→ Exercise material
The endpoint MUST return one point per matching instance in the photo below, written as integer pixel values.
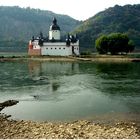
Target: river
(67, 91)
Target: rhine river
(65, 91)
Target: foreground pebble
(12, 129)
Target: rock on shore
(79, 129)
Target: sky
(78, 9)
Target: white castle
(54, 45)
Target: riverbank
(93, 58)
(14, 129)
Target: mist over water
(63, 91)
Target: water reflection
(67, 90)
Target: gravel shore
(13, 129)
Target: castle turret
(54, 32)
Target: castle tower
(54, 32)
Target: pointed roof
(54, 25)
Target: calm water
(65, 91)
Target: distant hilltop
(123, 19)
(19, 24)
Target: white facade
(54, 46)
(54, 34)
(59, 49)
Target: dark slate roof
(54, 26)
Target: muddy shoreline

→ What is expected
Pictures in the records above should not be copied. Repeat everything else exactly.

→ Output of the exercise
The endpoint MUST return one point per matching instance in the photo below, written as integer pixel values.
Target: river
(67, 91)
Target: rhine river
(65, 91)
Target: foreground pebble
(12, 129)
Target: rock on shore
(79, 129)
Target: sky
(78, 9)
Target: white castle
(54, 45)
Target: riverbank
(93, 58)
(14, 129)
Target: mist over water
(63, 91)
Target: water reflection
(67, 90)
Target: gravel shore
(13, 129)
Target: castle turret
(54, 32)
Target: castle tower
(54, 32)
Target: pointed roof
(54, 25)
Target: calm water
(65, 91)
Target: distant hilltop
(123, 19)
(19, 24)
Target: white facade
(54, 46)
(54, 34)
(59, 49)
Target: dark slate roof
(54, 26)
Target: muddy shoreline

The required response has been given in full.